◆ TASK REQUIREMENTS
Word for word, transcribe the lines from the one containing "of the cliff" through the end of the entries, both included, and nothing else.

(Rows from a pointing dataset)
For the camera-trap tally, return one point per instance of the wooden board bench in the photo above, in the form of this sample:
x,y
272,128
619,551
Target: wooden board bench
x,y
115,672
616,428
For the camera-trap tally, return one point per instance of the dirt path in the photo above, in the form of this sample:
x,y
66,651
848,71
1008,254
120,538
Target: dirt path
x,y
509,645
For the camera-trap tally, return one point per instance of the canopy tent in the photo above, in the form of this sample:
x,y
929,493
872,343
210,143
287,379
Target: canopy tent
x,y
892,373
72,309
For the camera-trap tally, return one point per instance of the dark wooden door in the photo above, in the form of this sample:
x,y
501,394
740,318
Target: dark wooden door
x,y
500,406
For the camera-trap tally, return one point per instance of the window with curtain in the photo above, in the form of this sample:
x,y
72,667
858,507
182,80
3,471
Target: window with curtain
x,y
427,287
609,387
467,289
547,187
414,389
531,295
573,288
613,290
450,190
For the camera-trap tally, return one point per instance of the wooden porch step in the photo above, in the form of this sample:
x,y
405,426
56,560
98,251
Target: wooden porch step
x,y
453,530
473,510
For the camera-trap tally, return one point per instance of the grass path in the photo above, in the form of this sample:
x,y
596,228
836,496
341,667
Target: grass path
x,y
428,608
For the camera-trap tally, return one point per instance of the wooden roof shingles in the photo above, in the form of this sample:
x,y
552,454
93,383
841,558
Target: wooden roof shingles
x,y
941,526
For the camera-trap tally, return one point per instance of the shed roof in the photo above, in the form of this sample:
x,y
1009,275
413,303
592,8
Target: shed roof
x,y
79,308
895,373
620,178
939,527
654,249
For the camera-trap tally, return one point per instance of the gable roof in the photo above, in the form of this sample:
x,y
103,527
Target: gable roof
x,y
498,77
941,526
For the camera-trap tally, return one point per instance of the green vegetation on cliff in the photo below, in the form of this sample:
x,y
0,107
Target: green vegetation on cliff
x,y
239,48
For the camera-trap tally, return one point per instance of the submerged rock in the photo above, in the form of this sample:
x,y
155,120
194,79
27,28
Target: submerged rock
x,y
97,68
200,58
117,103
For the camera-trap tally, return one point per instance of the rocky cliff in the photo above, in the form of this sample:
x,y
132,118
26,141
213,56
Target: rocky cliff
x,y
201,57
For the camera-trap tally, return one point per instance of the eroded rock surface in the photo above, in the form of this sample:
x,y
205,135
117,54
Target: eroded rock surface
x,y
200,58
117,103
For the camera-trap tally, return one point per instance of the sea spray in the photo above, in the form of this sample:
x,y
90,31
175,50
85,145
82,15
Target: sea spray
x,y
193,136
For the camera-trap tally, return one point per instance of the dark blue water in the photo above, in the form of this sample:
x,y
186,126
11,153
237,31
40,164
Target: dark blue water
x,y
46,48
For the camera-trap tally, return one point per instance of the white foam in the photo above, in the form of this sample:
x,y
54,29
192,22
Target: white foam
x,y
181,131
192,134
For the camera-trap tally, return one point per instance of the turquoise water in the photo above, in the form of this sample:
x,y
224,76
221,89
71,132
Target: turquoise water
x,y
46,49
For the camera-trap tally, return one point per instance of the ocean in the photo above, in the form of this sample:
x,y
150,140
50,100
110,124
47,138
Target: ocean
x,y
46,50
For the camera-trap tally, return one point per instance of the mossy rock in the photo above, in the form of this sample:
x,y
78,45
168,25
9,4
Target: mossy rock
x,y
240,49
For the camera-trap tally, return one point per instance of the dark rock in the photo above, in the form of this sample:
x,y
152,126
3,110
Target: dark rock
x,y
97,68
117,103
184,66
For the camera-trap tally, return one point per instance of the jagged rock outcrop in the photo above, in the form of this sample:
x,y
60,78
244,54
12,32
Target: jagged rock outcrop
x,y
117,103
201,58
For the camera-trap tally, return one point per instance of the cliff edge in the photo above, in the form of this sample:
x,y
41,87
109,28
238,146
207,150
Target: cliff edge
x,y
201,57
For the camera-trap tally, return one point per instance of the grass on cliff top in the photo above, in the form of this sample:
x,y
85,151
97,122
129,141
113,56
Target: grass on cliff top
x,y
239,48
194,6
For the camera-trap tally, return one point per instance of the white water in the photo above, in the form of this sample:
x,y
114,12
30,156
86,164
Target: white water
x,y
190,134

◆ RESULT OF THIS TASK
For the camera-trap tally, return one point per instance of the cliff edge in the photo above, in the form of this sample:
x,y
41,87
109,28
238,146
207,150
Target: cliff edge
x,y
201,57
For the camera-trap tally, return one point per instance of the grass on cliff top in the photo above, in the form of this sample:
x,y
85,151
97,122
129,141
113,56
Target: grass on cliff top
x,y
239,48
194,6
For the camera-trap tally, return one point per instance of the white water in the photo above, in the form of this sample:
x,y
114,12
30,156
86,164
Target: white water
x,y
190,134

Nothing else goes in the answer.